Task requirements: Your task is to repeat the entries word for word while leaving out the pictures.
* begin *
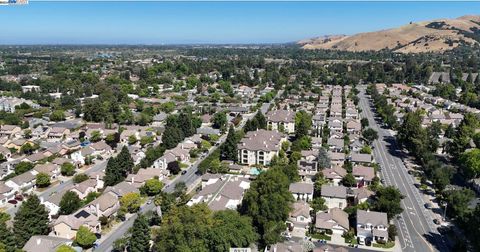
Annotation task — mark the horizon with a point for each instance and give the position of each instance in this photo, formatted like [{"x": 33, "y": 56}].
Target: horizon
[{"x": 209, "y": 23}]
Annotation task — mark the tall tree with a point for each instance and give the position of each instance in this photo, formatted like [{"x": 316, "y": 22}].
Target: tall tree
[
  {"x": 140, "y": 235},
  {"x": 229, "y": 148},
  {"x": 31, "y": 219}
]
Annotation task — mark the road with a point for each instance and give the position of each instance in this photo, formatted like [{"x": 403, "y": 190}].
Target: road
[
  {"x": 47, "y": 193},
  {"x": 415, "y": 226}
]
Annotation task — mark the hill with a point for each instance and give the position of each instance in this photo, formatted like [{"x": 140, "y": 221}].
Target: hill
[{"x": 429, "y": 36}]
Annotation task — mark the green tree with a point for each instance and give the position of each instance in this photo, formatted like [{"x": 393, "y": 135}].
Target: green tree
[
  {"x": 229, "y": 148},
  {"x": 470, "y": 163},
  {"x": 267, "y": 202},
  {"x": 370, "y": 135},
  {"x": 67, "y": 169},
  {"x": 42, "y": 180},
  {"x": 219, "y": 121},
  {"x": 152, "y": 187},
  {"x": 140, "y": 235},
  {"x": 130, "y": 202},
  {"x": 31, "y": 219},
  {"x": 69, "y": 203},
  {"x": 85, "y": 238}
]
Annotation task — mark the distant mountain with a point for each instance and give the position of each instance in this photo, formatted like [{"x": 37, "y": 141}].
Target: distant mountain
[{"x": 429, "y": 36}]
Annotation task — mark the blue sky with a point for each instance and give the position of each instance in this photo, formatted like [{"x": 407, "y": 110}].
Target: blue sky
[{"x": 208, "y": 22}]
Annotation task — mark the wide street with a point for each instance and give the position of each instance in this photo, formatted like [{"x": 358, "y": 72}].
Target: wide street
[{"x": 415, "y": 226}]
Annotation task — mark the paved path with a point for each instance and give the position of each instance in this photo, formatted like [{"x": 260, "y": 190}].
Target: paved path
[{"x": 416, "y": 229}]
* end *
Expected answer:
Annotation task — mark the horizon with a point for each instance and give the position of each instance in this photo, formatted like [{"x": 33, "y": 56}].
Target: horizon
[{"x": 209, "y": 23}]
Annotation task — mark the tall tree with a point for each instance and give the position of each instance in this photo, formatted like [{"x": 316, "y": 22}].
Target: tall tree
[
  {"x": 140, "y": 235},
  {"x": 229, "y": 148},
  {"x": 31, "y": 219}
]
Annotation task — mark the road with a point for each instance and give the position of each instance in this photo, formatted like [{"x": 403, "y": 190}].
Target: road
[
  {"x": 47, "y": 193},
  {"x": 415, "y": 226}
]
Annotation task — mark the hill with a point for each instance and give the position of each instance in this photo, formatted like [{"x": 140, "y": 221}].
Target: hill
[{"x": 429, "y": 36}]
Annotation task — mark the green tree with a point for each instance and give the position of each instance in this photo, formatted like [{"x": 393, "y": 135}].
Target: green tree
[
  {"x": 229, "y": 148},
  {"x": 470, "y": 163},
  {"x": 267, "y": 202},
  {"x": 370, "y": 135},
  {"x": 67, "y": 169},
  {"x": 42, "y": 180},
  {"x": 219, "y": 121},
  {"x": 152, "y": 187},
  {"x": 140, "y": 235},
  {"x": 130, "y": 202},
  {"x": 31, "y": 219},
  {"x": 69, "y": 203},
  {"x": 85, "y": 238}
]
Annotation task — mark the distant mountain with a point for each instance and give the position of each instance in this photo, formatted like [{"x": 37, "y": 141}].
Target: distant mountain
[{"x": 429, "y": 36}]
Annotation task — mark the blue sky with a point for each instance and give the position of each instance in this photo, formatted like [{"x": 407, "y": 110}].
Target: blue sky
[{"x": 208, "y": 22}]
Annotation task — mark the wide street with a point for each instance and give the position of each instance in this photo, formatted like [{"x": 358, "y": 72}].
Target: wide street
[{"x": 415, "y": 226}]
Annotation task — mark the paved path with a point for each instance and give the position of each instance in this photo, formatted like [{"x": 260, "y": 190}].
Target: paved path
[{"x": 416, "y": 229}]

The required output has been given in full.